## Aufgabe
Skaliere die Zeilen der Auflistung beginnend mit der Zeile, die „Challenge round — find the shirt sleeve“ enthält, und endend mit der Zeile, die „[192,59,218,86]“ enthält, beide eingeschlossen, und gib sie vollständig wieder. Multipliziere dabei jede Koordinate der Begrenzungsrahmen mit 0,35 und runde auf ganze Zahlen, Hälften aufwärts; der übrige Text bleibt unverändert.

## Datenauflistung
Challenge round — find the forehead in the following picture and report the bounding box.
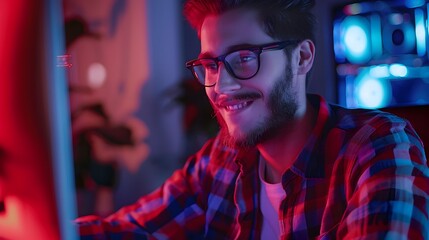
[201,9,273,56]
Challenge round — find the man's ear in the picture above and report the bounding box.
[298,39,316,74]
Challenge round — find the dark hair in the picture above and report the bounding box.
[183,0,316,42]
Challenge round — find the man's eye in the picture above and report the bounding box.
[239,55,255,63]
[203,62,217,70]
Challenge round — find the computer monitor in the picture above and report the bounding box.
[332,0,429,108]
[0,0,77,240]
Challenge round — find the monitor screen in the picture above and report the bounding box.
[0,0,77,240]
[332,0,429,108]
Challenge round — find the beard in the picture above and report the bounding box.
[216,66,298,148]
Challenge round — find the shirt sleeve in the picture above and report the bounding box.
[75,143,213,240]
[337,115,429,239]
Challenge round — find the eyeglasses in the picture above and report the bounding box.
[186,40,299,87]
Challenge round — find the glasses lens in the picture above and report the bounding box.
[225,50,259,79]
[192,59,218,86]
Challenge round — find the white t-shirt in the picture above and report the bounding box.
[259,159,286,240]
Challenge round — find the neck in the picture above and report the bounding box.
[257,100,317,183]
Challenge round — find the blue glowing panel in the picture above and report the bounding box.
[332,0,429,108]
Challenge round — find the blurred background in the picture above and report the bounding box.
[0,0,429,239]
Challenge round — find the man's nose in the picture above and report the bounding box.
[214,63,241,93]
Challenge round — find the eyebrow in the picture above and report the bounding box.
[198,43,260,58]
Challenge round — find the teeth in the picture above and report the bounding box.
[225,102,247,111]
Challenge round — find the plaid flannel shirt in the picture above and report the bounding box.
[76,95,429,240]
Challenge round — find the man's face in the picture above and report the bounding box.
[201,10,303,147]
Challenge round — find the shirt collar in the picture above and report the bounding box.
[291,94,331,178]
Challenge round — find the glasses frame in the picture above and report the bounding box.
[186,40,300,87]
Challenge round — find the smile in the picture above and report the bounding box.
[225,102,251,111]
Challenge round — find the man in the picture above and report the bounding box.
[78,0,429,239]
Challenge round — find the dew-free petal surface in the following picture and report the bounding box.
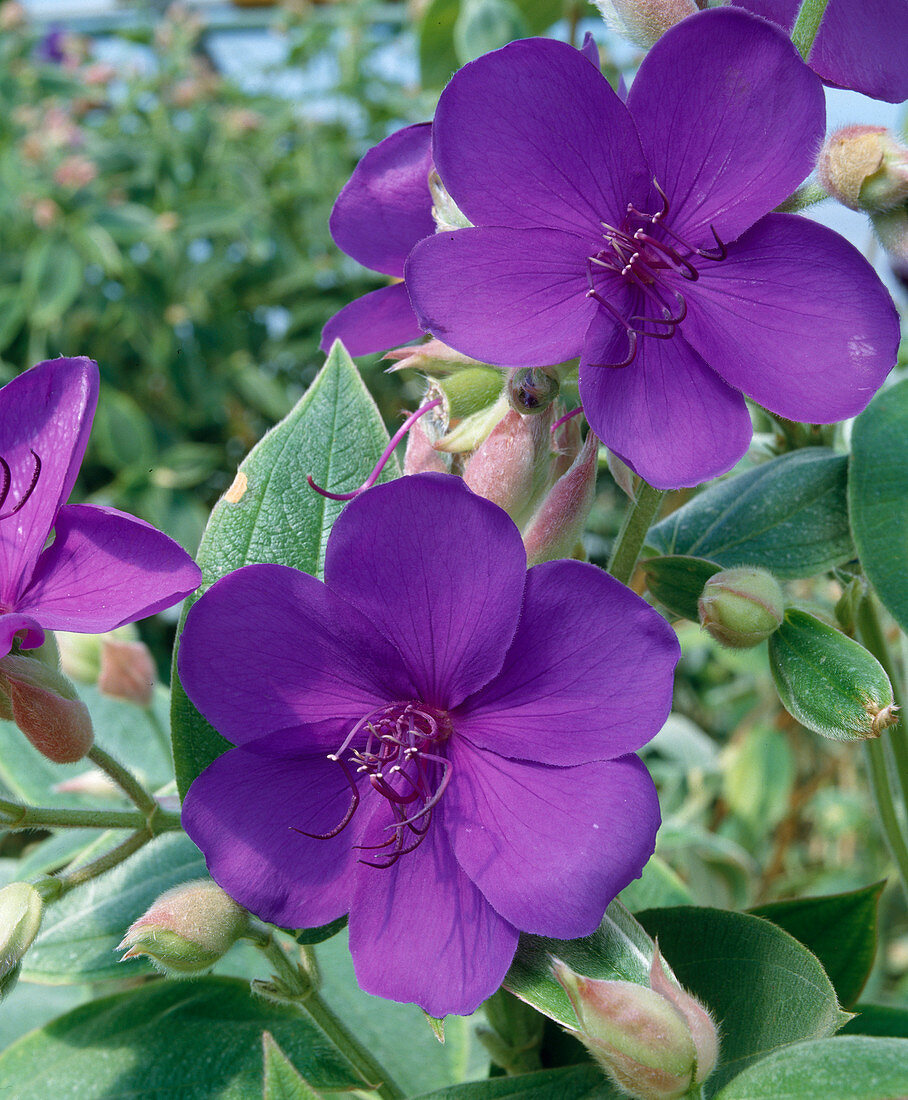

## Antwort
Challenge round — find the shirt sleeve in the picture above and report the bounding box.
[26,50,75,84]
[118,40,150,84]
Challenge round — find the eyeglasses in the picture above and report the bounding box.
[65,14,105,30]
Challenge round — find the glasses lens in the picture above and report the bounding box.
[79,18,91,28]
[67,21,76,30]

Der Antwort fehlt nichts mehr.